Referring expression data:
=-=-=
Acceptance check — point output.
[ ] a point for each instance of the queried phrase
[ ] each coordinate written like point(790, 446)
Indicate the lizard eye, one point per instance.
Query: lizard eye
=-=-=
__Work instructions__:
All entries are to be reproduced verbatim, with none omitted.

__Result below__:
Acceptance check — point output.
[ ] a point for each instance of the queried phrase
[ ] each coordinate written like point(790, 446)
Indicate the lizard eye, one point per instance.
Query: lizard eye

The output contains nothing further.